ENTRIES SHOWN:
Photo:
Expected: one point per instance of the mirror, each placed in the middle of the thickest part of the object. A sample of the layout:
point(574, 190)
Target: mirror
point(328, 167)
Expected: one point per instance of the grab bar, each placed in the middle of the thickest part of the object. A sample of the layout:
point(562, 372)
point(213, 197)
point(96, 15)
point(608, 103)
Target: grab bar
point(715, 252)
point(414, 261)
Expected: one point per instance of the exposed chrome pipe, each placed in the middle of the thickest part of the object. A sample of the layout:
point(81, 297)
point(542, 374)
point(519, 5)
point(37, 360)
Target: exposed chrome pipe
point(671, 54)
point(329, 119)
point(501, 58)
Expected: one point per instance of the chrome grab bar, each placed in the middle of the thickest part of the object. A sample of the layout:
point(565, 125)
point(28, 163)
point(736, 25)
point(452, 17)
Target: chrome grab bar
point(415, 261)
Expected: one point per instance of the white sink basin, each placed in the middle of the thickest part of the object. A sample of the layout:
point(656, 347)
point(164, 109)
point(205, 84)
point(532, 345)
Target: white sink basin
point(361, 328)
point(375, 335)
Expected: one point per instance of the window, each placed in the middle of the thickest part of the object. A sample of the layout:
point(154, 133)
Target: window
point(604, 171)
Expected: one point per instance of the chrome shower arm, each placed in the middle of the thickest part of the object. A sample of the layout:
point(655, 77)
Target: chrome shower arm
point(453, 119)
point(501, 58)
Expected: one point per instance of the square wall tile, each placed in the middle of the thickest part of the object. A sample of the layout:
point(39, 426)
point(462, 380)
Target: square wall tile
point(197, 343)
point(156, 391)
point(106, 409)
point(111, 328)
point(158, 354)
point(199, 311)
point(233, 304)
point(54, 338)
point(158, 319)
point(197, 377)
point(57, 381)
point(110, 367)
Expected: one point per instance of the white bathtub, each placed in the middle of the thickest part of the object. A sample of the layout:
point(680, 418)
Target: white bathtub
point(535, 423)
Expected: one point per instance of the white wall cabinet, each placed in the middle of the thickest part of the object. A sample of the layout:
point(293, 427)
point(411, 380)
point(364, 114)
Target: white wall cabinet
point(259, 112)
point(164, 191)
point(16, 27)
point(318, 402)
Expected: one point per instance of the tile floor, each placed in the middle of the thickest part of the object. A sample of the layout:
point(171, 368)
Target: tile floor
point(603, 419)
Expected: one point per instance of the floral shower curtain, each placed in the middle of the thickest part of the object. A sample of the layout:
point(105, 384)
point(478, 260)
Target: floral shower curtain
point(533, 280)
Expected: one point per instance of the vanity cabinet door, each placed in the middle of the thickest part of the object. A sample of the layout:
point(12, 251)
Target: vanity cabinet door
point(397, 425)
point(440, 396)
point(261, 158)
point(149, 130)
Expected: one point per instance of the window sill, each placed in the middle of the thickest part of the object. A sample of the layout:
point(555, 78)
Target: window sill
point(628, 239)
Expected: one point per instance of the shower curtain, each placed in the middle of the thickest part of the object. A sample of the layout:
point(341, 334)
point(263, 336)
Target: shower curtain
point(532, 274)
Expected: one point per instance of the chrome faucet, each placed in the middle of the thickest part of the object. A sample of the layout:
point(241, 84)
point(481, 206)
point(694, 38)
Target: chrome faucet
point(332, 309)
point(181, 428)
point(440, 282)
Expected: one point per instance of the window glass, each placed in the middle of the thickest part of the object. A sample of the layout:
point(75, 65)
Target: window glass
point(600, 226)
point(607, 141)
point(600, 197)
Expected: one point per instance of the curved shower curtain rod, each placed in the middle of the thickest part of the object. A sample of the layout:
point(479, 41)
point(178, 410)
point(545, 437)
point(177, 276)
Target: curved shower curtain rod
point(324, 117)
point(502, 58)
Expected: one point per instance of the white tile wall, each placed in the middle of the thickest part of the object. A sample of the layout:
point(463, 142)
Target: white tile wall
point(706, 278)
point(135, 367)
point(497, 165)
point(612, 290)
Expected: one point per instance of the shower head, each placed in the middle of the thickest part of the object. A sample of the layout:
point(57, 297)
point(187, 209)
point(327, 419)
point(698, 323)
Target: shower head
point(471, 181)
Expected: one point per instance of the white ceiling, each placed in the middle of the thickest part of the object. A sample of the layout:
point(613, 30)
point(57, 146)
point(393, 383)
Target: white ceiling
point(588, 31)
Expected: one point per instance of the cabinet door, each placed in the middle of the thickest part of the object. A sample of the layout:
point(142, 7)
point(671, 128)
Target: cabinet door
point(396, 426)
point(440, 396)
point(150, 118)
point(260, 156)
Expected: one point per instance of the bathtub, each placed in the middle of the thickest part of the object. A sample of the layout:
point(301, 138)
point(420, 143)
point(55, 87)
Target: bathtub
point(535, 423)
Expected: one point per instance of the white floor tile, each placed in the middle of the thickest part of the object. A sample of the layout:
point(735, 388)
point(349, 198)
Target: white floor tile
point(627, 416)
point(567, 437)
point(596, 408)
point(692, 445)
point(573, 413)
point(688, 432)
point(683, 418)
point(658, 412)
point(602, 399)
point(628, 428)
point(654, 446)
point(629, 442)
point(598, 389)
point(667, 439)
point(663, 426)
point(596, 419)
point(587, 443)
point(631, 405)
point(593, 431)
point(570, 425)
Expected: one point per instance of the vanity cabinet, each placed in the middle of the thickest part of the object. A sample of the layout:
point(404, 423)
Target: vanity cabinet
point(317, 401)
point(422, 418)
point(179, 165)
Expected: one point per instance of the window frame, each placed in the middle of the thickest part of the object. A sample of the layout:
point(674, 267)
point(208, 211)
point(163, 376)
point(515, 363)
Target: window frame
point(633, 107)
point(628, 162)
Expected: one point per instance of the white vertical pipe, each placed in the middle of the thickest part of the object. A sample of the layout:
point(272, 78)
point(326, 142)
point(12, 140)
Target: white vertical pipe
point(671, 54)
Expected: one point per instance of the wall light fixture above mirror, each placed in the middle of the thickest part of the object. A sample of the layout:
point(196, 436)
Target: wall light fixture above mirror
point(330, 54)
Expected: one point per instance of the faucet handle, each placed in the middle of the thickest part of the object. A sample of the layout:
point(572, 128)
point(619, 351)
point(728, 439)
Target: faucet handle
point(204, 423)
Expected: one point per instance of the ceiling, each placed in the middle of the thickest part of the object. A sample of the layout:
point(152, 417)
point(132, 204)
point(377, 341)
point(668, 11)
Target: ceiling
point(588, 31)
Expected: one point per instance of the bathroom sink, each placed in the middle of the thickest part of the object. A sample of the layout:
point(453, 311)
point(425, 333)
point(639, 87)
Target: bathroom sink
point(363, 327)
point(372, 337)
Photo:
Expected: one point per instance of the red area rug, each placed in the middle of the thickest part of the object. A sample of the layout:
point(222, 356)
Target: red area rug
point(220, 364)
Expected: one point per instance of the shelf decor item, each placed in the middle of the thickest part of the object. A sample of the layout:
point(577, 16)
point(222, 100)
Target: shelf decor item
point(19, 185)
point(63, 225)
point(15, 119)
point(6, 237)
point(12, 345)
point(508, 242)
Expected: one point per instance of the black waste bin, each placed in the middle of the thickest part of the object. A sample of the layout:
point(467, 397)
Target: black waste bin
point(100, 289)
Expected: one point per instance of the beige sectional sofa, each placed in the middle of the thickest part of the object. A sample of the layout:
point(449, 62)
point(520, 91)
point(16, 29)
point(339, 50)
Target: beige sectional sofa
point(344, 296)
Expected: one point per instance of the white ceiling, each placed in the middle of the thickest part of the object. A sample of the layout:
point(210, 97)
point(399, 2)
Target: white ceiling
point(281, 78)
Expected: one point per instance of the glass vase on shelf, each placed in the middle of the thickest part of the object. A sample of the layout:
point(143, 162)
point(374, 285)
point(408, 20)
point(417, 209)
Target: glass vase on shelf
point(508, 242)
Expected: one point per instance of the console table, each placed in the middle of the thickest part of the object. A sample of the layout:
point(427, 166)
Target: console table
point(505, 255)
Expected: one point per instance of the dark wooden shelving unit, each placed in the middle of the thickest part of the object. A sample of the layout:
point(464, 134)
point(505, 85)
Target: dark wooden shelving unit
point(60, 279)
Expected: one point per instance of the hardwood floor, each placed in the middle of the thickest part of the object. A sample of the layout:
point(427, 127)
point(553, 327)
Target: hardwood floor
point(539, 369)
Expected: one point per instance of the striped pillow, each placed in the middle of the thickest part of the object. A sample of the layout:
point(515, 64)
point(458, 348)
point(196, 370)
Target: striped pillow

TASK BRIEF: Can you copy out, word for word, the lines of the data above from the line containing "Expected: one point per instance of the curved" up to and including the line containing "point(570, 425)"?

SOLUTION:
Expected: one point per instance of the curved shower curtain rod, each placed in the middle of the thickest part of the object. A sample of the layout:
point(479, 41)
point(178, 410)
point(545, 437)
point(177, 276)
Target: curved shower curtain rod
point(324, 117)
point(502, 58)
Expected: one point per instance of the white tile wall, each placed in the middle of the thickest part of the object. A sample of the layout:
point(463, 142)
Target: white tile wall
point(706, 278)
point(135, 367)
point(497, 165)
point(612, 290)
Expected: one point per instance of the shower head, each placed in the middle of the thickest part of the object. A sample of the layout:
point(57, 297)
point(187, 209)
point(327, 419)
point(698, 323)
Target: shower head
point(471, 181)
Expected: one point per instance of the white ceiling, each placed in the middle of the thickest part of the object. A sample of the layout:
point(613, 30)
point(57, 146)
point(393, 383)
Target: white ceiling
point(588, 31)
Expected: one point per instance of the cabinet door, each placed in the middle of the thickest part of the object. A sample of the layout:
point(142, 7)
point(671, 128)
Target: cabinet door
point(396, 426)
point(440, 396)
point(150, 118)
point(260, 156)
Expected: one point per instance of the bathtub, each placed in the middle of the thickest part of the object. A sample of the layout:
point(301, 138)
point(420, 143)
point(55, 87)
Target: bathtub
point(535, 423)
Expected: one point per instance of the white floor tile, each placed in the middle of the thickest part of the object. A sample of the layout:
point(735, 388)
point(349, 198)
Target: white floor tile
point(627, 416)
point(567, 437)
point(596, 408)
point(692, 445)
point(573, 413)
point(688, 432)
point(683, 418)
point(658, 412)
point(602, 399)
point(628, 428)
point(654, 446)
point(629, 442)
point(598, 389)
point(667, 439)
point(663, 426)
point(596, 419)
point(587, 443)
point(631, 405)
point(593, 431)
point(570, 425)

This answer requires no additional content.